** AIM OF THE TASK **
Images are excluded; otherwise, output every record exactly.

>> START

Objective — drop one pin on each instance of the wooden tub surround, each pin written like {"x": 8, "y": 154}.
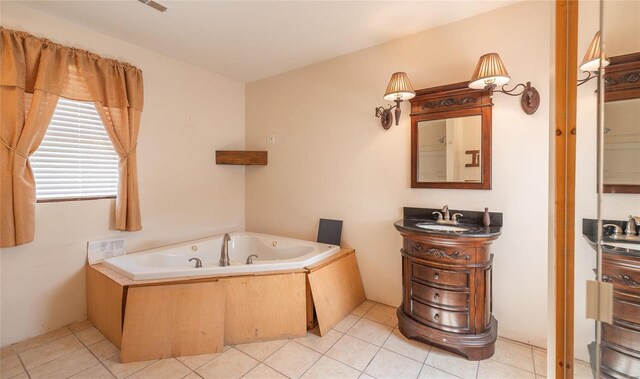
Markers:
{"x": 446, "y": 278}
{"x": 154, "y": 319}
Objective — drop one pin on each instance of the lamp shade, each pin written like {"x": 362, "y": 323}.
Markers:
{"x": 591, "y": 60}
{"x": 490, "y": 70}
{"x": 399, "y": 88}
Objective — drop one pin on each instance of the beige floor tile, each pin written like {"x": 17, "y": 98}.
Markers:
{"x": 387, "y": 364}
{"x": 326, "y": 367}
{"x": 163, "y": 369}
{"x": 383, "y": 314}
{"x": 65, "y": 366}
{"x": 79, "y": 325}
{"x": 292, "y": 359}
{"x": 196, "y": 361}
{"x": 514, "y": 354}
{"x": 41, "y": 339}
{"x": 429, "y": 372}
{"x": 404, "y": 346}
{"x": 122, "y": 370}
{"x": 363, "y": 308}
{"x": 10, "y": 367}
{"x": 353, "y": 352}
{"x": 346, "y": 323}
{"x": 104, "y": 349}
{"x": 320, "y": 344}
{"x": 540, "y": 361}
{"x": 261, "y": 350}
{"x": 7, "y": 351}
{"x": 89, "y": 336}
{"x": 370, "y": 331}
{"x": 582, "y": 370}
{"x": 231, "y": 364}
{"x": 263, "y": 371}
{"x": 96, "y": 372}
{"x": 48, "y": 352}
{"x": 490, "y": 369}
{"x": 452, "y": 363}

>> END

** RESULT **
Objective — drop one pin on each instance of the wooden tub surround, each pin written like {"x": 8, "y": 154}.
Markers:
{"x": 446, "y": 278}
{"x": 154, "y": 319}
Objective — drop one pin on each instance of the lamp shade, each pin written like {"x": 362, "y": 323}.
Markers:
{"x": 591, "y": 60}
{"x": 490, "y": 70}
{"x": 399, "y": 88}
Objective — drop one pin on each instance of the beige floor tile, each pin written like {"x": 17, "y": 98}.
Markers:
{"x": 387, "y": 364}
{"x": 326, "y": 367}
{"x": 163, "y": 369}
{"x": 383, "y": 314}
{"x": 65, "y": 366}
{"x": 79, "y": 325}
{"x": 292, "y": 359}
{"x": 196, "y": 361}
{"x": 514, "y": 354}
{"x": 41, "y": 339}
{"x": 429, "y": 372}
{"x": 404, "y": 346}
{"x": 122, "y": 370}
{"x": 363, "y": 308}
{"x": 10, "y": 367}
{"x": 353, "y": 352}
{"x": 346, "y": 323}
{"x": 104, "y": 349}
{"x": 320, "y": 344}
{"x": 540, "y": 361}
{"x": 261, "y": 350}
{"x": 7, "y": 351}
{"x": 89, "y": 336}
{"x": 370, "y": 331}
{"x": 582, "y": 370}
{"x": 231, "y": 364}
{"x": 263, "y": 371}
{"x": 96, "y": 372}
{"x": 48, "y": 352}
{"x": 490, "y": 369}
{"x": 452, "y": 363}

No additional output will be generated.